◆ Input data:
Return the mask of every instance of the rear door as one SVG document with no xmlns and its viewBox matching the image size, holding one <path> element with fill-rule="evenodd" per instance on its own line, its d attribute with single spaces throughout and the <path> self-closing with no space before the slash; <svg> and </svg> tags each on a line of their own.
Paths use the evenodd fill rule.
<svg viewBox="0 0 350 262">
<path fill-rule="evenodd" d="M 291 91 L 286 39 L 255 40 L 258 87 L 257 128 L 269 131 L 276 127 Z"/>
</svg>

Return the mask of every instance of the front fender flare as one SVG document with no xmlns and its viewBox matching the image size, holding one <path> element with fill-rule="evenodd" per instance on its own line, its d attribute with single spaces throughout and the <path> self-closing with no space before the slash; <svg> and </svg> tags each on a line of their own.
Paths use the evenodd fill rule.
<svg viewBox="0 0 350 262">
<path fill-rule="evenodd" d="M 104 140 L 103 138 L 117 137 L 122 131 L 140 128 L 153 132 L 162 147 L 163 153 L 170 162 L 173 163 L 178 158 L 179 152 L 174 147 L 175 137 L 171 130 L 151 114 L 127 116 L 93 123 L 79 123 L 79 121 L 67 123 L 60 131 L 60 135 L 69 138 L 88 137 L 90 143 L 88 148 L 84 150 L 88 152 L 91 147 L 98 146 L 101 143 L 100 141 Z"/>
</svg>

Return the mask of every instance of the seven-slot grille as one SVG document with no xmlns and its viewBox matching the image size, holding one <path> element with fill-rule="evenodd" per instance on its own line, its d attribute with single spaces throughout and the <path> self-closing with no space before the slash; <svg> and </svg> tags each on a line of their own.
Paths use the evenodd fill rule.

◆ Task statement:
What is needed is every line from the beginning of the data up to and including the line with "Return the mask of every instance of the front", given again word for word.

◆ Output of the exercise:
Return the mask of every instance of the rear door as one SVG document with no xmlns and its viewBox matching the image size, holding one <path> element with fill-rule="evenodd" per instance on its own line, its d attribute with single spaces throughout and the <path> self-closing with no space before the slash; <svg> and </svg> tags each on a line of their own.
Paths use the evenodd fill rule.
<svg viewBox="0 0 350 262">
<path fill-rule="evenodd" d="M 291 91 L 286 39 L 255 40 L 258 87 L 257 128 L 269 131 L 276 127 Z"/>
</svg>

Return the mask of every instance of the front fender flare as one SVG document with no xmlns and its viewBox matching the image size, holding one <path> element with fill-rule="evenodd" per instance on its own line, its d attribute with single spaces throughout and the <path> self-closing with no space before the slash; <svg> and </svg> tags each on a line of their own.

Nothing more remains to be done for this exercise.